# THE EXERCISE
Return every one of the records below verbatim, leaving the picture out.

★ ★ ★ ★

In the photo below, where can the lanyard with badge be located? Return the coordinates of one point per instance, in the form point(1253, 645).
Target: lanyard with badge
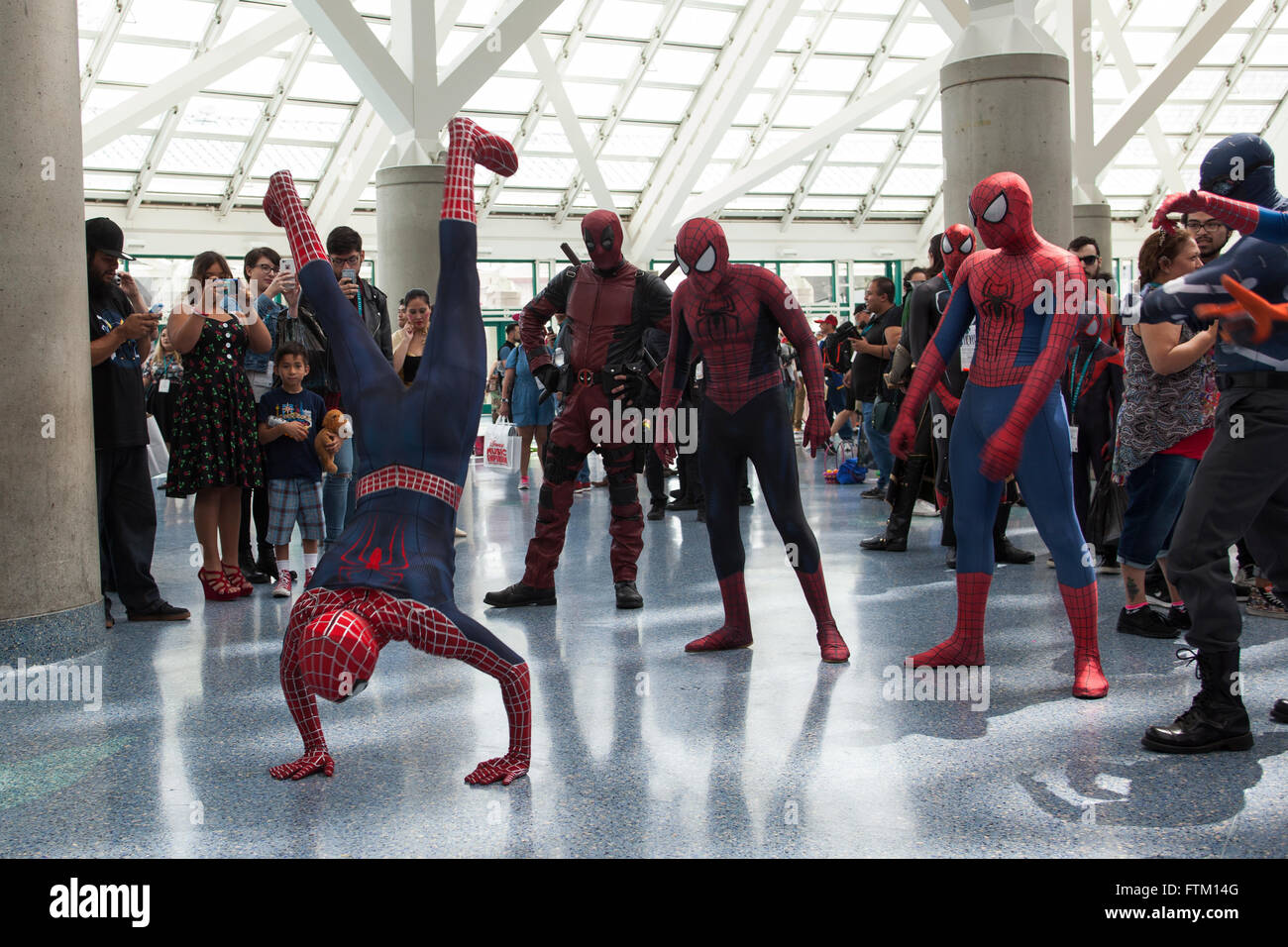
point(1073, 393)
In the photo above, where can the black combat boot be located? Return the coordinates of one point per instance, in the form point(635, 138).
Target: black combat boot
point(1216, 720)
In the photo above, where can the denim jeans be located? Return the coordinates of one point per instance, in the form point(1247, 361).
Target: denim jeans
point(338, 493)
point(1155, 492)
point(880, 446)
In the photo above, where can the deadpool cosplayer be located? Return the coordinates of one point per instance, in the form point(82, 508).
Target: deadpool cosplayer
point(729, 315)
point(390, 575)
point(1010, 419)
point(609, 305)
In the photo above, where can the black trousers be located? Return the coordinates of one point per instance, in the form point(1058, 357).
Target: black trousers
point(127, 526)
point(1240, 488)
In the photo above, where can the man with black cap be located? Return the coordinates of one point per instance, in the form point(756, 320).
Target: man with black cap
point(127, 509)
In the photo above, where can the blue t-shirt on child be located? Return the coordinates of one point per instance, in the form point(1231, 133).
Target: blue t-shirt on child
point(284, 458)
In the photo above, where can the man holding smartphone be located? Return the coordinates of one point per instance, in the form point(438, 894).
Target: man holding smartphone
point(127, 508)
point(344, 248)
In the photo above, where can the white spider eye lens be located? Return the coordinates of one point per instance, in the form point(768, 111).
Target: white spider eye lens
point(996, 210)
point(707, 261)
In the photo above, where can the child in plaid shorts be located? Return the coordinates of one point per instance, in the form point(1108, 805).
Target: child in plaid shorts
point(290, 419)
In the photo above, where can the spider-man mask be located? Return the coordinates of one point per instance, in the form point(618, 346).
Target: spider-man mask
point(702, 253)
point(1001, 206)
point(338, 655)
point(601, 230)
point(956, 245)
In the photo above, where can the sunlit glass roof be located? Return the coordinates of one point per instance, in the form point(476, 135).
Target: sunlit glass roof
point(632, 71)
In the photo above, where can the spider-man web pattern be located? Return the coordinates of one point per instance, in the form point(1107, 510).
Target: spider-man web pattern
point(393, 566)
point(730, 315)
point(1012, 418)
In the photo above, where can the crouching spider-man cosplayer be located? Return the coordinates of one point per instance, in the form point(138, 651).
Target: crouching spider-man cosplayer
point(609, 305)
point(730, 313)
point(1012, 419)
point(390, 577)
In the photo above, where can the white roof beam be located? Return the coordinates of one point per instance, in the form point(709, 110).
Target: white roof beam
point(752, 40)
point(892, 161)
point(568, 119)
point(1232, 77)
point(161, 140)
point(284, 81)
point(614, 112)
point(102, 47)
point(498, 40)
point(1202, 33)
point(349, 169)
point(537, 48)
point(1117, 46)
point(369, 63)
point(861, 88)
point(191, 78)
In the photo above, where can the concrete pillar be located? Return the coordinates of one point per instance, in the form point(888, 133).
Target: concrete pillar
point(1005, 101)
point(51, 604)
point(408, 200)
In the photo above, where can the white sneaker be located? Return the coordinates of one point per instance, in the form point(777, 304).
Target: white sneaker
point(283, 583)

★ ★ ★ ★

# COMPLETE RESPONSE
In the photo below, where can the lanyard with badge be located? Return the coordinates of one point per instance, in the form point(1253, 645).
Target: lanyard with badge
point(1073, 393)
In the photo above, where can the black combat boot be located? Return the coordinates of one point per instance, in the form point(635, 138).
Target: black combat boot
point(1216, 720)
In the photo above, where can the denim jeans be located? Return the coordinates of one point per instance, in the form point(1247, 361).
Target: denim jeans
point(338, 493)
point(1155, 492)
point(880, 446)
In the photo above, where can the deadpool cosplayer be located? Return the coordinates of one point per instance, in the form point(82, 508).
Target: deadpool cosplayer
point(729, 315)
point(390, 575)
point(1010, 419)
point(609, 305)
In the photo above, where can the black trousers be located? Return the coordinates of one point per instance, in the form point(1058, 357).
Target: black trousers
point(127, 526)
point(1240, 488)
In the photo above, where can the man with black cap be located? Return the coordinates of one point per instance, in the form point(756, 320).
Target: man with black cap
point(127, 509)
In the photo above, where can the blue t-shirt on child be located? Return the coordinates of one point per instance, in the form point(1231, 133).
Target: blue t-shirt on child
point(284, 458)
In the photo above, where can the man holding smartphone be located? Return the coordinates of one point per instance, in the form point(438, 894).
Target: man holding smartphone
point(127, 508)
point(344, 248)
In the photo above, where can the white spider eye lens be located? Return the coordinates of one point per instance, in the form point(768, 111).
Target: white spider eye lens
point(996, 210)
point(707, 261)
In the photo above, where can the child in plaid shorts be located? Return the coordinates of one point per instance, in the form point(1108, 805).
Target: child in plaid shorts
point(290, 419)
In the photo above, where can the spider-man mask be located? Return the coordinates of one point per instance, in the form point(618, 346).
Target: spider-man mask
point(702, 253)
point(1001, 206)
point(338, 655)
point(601, 230)
point(956, 245)
In the photo above, where can the sunlit glass roof be located? Return the coordinates of one point per instance, in the form point(476, 135).
Target: sunlit glass roof
point(632, 71)
In the photo above, where can the spider-man web pattern be located? Return the coordinates of one point per instance, in the form point(1107, 510).
Target: spider-man web pattern
point(393, 566)
point(730, 315)
point(1012, 418)
In the photo above, where can the crouching spider-man cosplayer be located? Return the coordinates of one point per instance, in the form point(138, 651).
Target: crouching spider-man cosplayer
point(609, 305)
point(730, 313)
point(1012, 419)
point(390, 577)
In the photo above, where can the white roof beam be located? Return the coordinates of one point per instance, in the form point(709, 110).
Target: white roof beam
point(752, 40)
point(892, 161)
point(568, 119)
point(1232, 77)
point(161, 140)
point(284, 81)
point(614, 112)
point(102, 47)
point(498, 40)
point(1202, 33)
point(349, 169)
point(537, 48)
point(1117, 46)
point(369, 63)
point(861, 88)
point(191, 78)
In the photo above, where can the concrete pillar be located? Return the coordinates of one point per instance, in the form point(888, 133).
Target: concrete pillar
point(1005, 101)
point(51, 604)
point(408, 200)
In the photo above, where can the white sneaker be located? Return the coordinates of one point per instance, in the form point(777, 304).
Target: white sneaker
point(283, 583)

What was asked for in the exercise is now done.